**Text extract:**
# How to calculate the bloch vector of a mixed state qubit

As I understand there are pure state and mixed state qubits. Pure states can be computed by
$$|\psi\rangle = \cos(\theta/2)|0\rangle + \exp(i \phi) \sin(\theta/2)|1\rangle .$$ Simple enough. You need the angles to find the point on the surface of the sphere.

However, to get the point on the inside you need to use a density vector using identity $I$ and the Pauli matrices?

Why use these matrices and how does it help us find the value?

In general, if $\vert\chi_a\rangle$ and $\vert \chi_b\rangle$ are any two spin states, the density operator $$\hat \rho=w_a \vert \chi_a\rangle\langle \chi_a\vert + w_b\vert\chi_b\rangle\langle \chi_b\vert\, ,\qquad w_a+w_b=1\, .$$ describes a statistical mixture where a fraction $w_a$ of the particles are in the state $\vert\chi_a\rangle$ and a fraction $w_b$ in the state $\vert\chi_b\rangle$.

Note that a Stern-Gerlach magnet oriented along $\vec \langle S_a\rangle =\left(\langle \sigma_{ax}\rangle,\langle\sigma_{ay}\rangle,\langle\sigma_{az}\rangle\right)$ would deflect particles in the state $\vert \chi_a\rangle$ "up", but would split the particles in state $\vert\chi_b\rangle$ into an up and down beam, and conversely a Stern-Gerlach magnet oriented along $\langle \vec S_b\rangle$ would split the particles in state $\vert\chi_a\rangle$ but only deflect up particles in $\vert\chi_b\rangle$. This is equivalent to stating that no direction of a Stern-Gerlach magnet would result is an up-only deflection of all particles, or alteratively, that the system described by $\hat \rho$ is not an eigenstate of spin in any direction.

**Jobs:**
[1] In the Bloch vector question, update the passage that opens with the words containing "In general, if" and closes with "the state $\vert\chi_b\rangle$.", replacing "statistical mixture" with "incoherent mixture".
[2] Summarize the Bloch vector question and its reply in two sentences.
[3] Pick up the Bloch vector question and reply after the final sentence and keep writing.

**Supplied data:**
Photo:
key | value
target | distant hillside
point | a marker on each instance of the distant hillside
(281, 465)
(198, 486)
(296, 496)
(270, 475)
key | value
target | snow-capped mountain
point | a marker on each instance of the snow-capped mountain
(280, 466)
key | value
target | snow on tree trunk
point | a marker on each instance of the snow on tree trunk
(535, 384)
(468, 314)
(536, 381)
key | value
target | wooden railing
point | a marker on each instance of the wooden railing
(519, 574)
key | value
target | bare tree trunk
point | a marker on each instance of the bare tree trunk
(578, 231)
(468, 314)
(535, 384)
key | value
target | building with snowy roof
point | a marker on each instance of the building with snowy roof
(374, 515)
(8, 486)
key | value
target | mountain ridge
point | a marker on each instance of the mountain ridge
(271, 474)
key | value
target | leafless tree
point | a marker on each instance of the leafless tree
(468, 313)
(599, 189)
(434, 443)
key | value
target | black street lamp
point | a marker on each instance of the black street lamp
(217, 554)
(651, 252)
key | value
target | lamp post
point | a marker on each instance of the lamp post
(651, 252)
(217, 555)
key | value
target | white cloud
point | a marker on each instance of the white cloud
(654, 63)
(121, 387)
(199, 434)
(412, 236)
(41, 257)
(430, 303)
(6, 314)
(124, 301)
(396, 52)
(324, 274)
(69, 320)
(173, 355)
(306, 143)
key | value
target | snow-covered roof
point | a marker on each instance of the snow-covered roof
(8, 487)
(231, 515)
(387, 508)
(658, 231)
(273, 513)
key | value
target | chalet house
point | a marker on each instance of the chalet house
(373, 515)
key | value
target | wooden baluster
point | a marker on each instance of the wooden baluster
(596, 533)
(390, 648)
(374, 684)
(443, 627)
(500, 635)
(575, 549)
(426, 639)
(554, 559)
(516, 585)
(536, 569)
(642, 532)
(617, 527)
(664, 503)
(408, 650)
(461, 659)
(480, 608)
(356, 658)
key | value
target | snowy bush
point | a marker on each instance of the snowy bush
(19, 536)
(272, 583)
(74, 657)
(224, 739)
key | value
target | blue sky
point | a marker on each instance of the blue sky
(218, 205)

**Answers to the exercises:**
[1]
In general, if $\vert\chi_a\rangle$ and $\vert \chi_b\rangle$ are any two spin states, the density operator $$\hat \rho=w_a \vert \chi_a\rangle\langle \chi_a\vert + w_b\vert\chi_b\rangle\langle \chi_b\vert\, ,\qquad w_a+w_b=1\, .$$ describes a incoherent mixture where a fraction $w_a$ of the particles are in the state $\vert\chi_a\rangle$ and a fraction $w_b$ in the state $\vert\chi_b\rangle$.

[2] The question asks how to find the Bloch vector of a mixed-state qubit, noting that pure states are placed on the sphere's surface by two angles while interior points seem to require a density vector built from the identity and the Pauli matrices. The reply writes a density operator as a weighted sum of two spin-state projectors whose weights add to one, and explains that because no Stern-Gerlach magnet direction deflects all particles up, this mixture is not an eigenstate of spin in any direction.

[3]
More generally, when $\vert\chi_a\rangle$ and $\vert\chi_b\rangle$ are not orthogonal one can expand on the $\vert \pm\textstyle\frac{1}{2}\rangle$ basis \begin{align} \vert{\chi_a}\rangle &=a_+\vert{+\textstyle\frac{1}{2}}\rangle+a_-\vert{-\textstyle\frac{1}{2}}\rangle \\ \vert{\chi_b}\rangle &=b_+\vert{+\textstyle\frac{1}{2}}\rangle+b_-\vert{-\textstyle\frac{1}{2}}\rangle \end{align} so that \begin{align} \vert{\chi_a}\rangle\langle \chi_a\vert = \left( \begin{array}{cc} a_+a_+^* & a_+a_-^* \\ a_- a_+^* & a_- a_-^* \\ \end{array} \right), \end{align} and similarly from $\vert\chi_b\rangle \langle \chi_b\vert$.

The density operator becomes \begin{align} \hat \rho&=w_a\left( \begin{array}{cc} a_+ a_+^* & a_+a_-^* \\ a_-a_+^* & a_-a_-^* \\ \end{array} \right)+w_b\left( \begin{array}{cc} b_+b_+^* & b_+b_-^* \\ b_-b_+^* & b_-b_-^* \\ \end{array} \right) \\ &=\left( \begin{array}{cc} w_a\vert a_+\vert^2+w_b\vert b_+\vert ^2 & w_aa_+a_-^*+w_bb_+b_-^* \\ w_aa_-a_+^*+w_bb_-b_+^* & w_a\vert a_-\vert ^2+w_b\vert b_-\vert^2 \\ \end{array} \right) \end{align}

You can pick the coefficients $a_\pm$ and $b_\pm$ to your heart's content, making sure that $\vert a_+\vert^2+\vert a_-\vert^2=1$ (likewise for $b_\pm$) and compute using this $\hat\rho$ the vector $$\langle \vec S\rangle = \left(\langle \sigma _x\rangle,\langle \sigma _y\rangle,\langle \sigma _z\rangle\right)$$ with $$\langle \sigma_k\rangle =\hbox{Tr}\left(\hat \rho\sigma_k\right)$$ and you will find that, unless $w_a=1$ and $w_b=0$ or vice versa, $\rho^2\ne \rho$ and the length of $\langle \vec S\rangle$ is not $1$ so your vector will lie inside the Bloch sphere. When $\rho^2\ne \rho$, the state is pure and then your vector will be on the surface of the Bloch sphere.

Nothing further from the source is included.